Görev 1:
Çıkarılan metne göre Birinci Meclis'in 308 numaralı kararı hangi tarihi taşımaktadır?
Görev 2:
Aşağıdaki ifadelerin çıkarılan metinle uyuşup uyuşmadığını belirtiniz. Her biri için evet ya da hayır deyip kararı belirleyen ifadeyi metinden aynen aktarınız.
(a) Mehmet Şimşek Maliye Bakanlığına getirilmiştir.
(b) Merkez Bankası Başkanı Almanya'dan gelmiştir.
(c) Ekonomik kriz hâlâ para basılarak taşınabilecek boyuttadır.

Çıkarılan Metin:
# # # # #

Avatar
Hakan Paksoy

Milliyetçiler devlet kuran ayarlarına dönmelidir!

featured

Hakan Paksoy yazdı…

Türkiye, seçim sonrasında gerçeklerle yüzleşiyor. Gerek Mehmet Şimşek’in Maliye Bakanlığına getirilmesi gerek Merkez Bankası Başkanı’nın ABD’den gelmesi ve çok ezici zamlar bunu gösteriyor. Bunlar içeride buzdağının görünen yüzü. Görünmeyen kısmı da var. Onlar da son NATO toplantısı sürecinde ortaya çıktı.

Ekonomik kriz artık para basmayla taşınabilecek boyutu aştı. Kaynağa ihtiyaç var. 21 yıldır inşa edilen sistem üretim odaklı olmayınca yeniden dışarıdan para aramaya çıkıldı. İşte buzdağının görünmeyen kısmı burada devreye girdi. 2018 yılında yazdığımız gibi, Ahlâksız Teklif filmi yeniden vizyona girdi1. Paraya olan ihtiyaç F 16, AB, Kıbrıs, Yunanistan, İsveç’in NATO üyeliği… gibi meseleleri karşımıza çıkarıyor. Tabi, teklifin muhatabı Cumhurbaşkanı olunca doğrudan Türkiye’nin bekası emperyalizmin vesayeti altına giriyor.

Türk Milleti de artık, “Kapıldım gidiyorum bahtımın rüzgârına” şarkısını söylemek üzere(!)

SADECE ŞARKI MI SÖYLEYELİM?

Hakikaten sadece şarkı söyleyerek kaderimize razı mı olacağız? Elbette hayır. Tarihin en önemli milleti olan Türklere böyle bir davranış hiç yakışmaz. Peki, ne yapacağız? Hemen dönüp yakın tarihe bakacağız. Orada örnekleri var. O kılavuzlar gemiyi sağ salim limana yanaştırabileceğimizi söylüyor.

İlk kılavuz, Birinci Meclis’in “Türkiye Büyük Millet Meclisinin, hukuku hâkimiyet ve hükümraninin mümessili hakikisi olduğuna dair” 308 numaralı 1-2 Kasım 1922 tarihli kararından. Karar, Osmanlı İmparatorluğu “yerine yeni ve millî bir Türkiye Devleti” kurulduğunu, padişahlık yerine Türkiye Büyük Millet Meclisi’nin kaim olduğunu söyler.

# # # # #

Sağlanan Veriler:
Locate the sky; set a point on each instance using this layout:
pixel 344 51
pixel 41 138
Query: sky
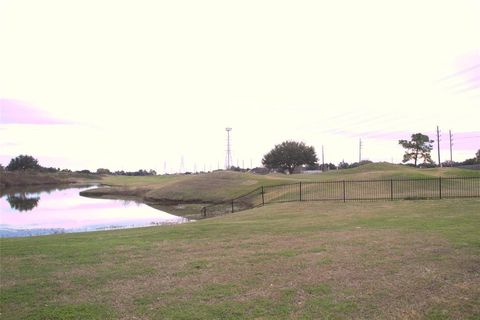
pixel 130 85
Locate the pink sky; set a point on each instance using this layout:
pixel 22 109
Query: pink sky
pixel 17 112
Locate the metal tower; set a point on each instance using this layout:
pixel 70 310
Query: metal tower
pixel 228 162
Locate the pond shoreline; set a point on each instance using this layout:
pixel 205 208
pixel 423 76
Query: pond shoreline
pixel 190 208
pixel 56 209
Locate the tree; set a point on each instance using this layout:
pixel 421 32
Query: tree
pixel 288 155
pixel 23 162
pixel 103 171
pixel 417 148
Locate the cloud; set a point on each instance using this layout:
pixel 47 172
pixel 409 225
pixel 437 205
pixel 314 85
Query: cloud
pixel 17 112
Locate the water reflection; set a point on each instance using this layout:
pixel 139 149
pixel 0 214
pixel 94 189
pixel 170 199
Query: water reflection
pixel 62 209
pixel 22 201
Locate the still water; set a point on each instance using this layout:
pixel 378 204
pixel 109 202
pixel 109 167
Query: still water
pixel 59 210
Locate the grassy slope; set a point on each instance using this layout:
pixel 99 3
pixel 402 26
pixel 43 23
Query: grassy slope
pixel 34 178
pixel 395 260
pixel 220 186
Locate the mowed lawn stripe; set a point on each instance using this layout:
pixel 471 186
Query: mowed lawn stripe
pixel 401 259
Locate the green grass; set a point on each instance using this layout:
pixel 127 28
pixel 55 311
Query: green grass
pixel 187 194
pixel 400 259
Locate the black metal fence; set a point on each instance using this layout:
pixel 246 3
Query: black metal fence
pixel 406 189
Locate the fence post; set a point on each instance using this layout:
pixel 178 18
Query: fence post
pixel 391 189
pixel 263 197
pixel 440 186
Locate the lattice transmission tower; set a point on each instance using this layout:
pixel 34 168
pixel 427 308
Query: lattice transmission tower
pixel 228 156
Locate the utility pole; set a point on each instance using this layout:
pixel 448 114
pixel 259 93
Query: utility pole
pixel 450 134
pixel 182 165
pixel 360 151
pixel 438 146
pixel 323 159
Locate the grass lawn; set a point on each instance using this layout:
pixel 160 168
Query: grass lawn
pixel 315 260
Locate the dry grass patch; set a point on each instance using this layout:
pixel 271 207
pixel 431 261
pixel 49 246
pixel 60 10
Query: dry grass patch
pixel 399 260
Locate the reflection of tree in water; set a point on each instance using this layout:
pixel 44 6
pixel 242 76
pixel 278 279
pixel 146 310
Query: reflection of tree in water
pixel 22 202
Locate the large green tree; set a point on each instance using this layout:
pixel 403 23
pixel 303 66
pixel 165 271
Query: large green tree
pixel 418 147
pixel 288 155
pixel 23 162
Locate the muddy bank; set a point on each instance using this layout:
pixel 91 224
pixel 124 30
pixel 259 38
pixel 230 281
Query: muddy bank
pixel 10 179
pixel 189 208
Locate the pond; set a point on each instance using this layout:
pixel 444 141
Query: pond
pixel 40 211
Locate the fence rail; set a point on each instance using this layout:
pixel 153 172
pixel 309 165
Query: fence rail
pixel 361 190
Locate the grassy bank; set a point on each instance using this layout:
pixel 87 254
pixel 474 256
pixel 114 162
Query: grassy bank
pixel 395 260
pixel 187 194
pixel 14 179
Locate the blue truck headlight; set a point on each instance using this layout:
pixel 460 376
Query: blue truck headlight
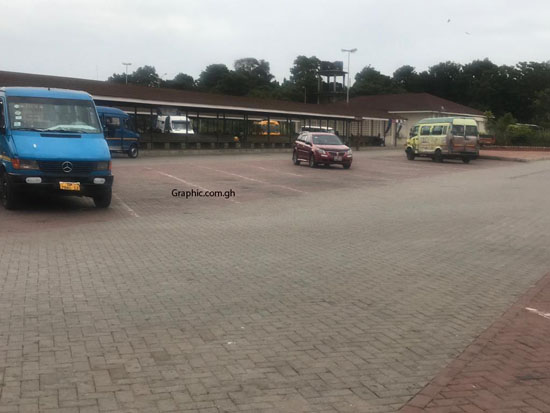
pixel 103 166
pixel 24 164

# # # # #

Yazılı Çözüm 1:
1-2 Kasım 1922.

Yazılı Çözüm 2:
(a) Evet: “Mehmet Şimşek’in Maliye Bakanlığına getirilmesi”
(b) Hayır: “Merkez Bankası Başkanı’nın ABD’den gelmesi”
(c) Hayır: “Ekonomik kriz artık para basmayla taşınabilecek boyutu aştı.”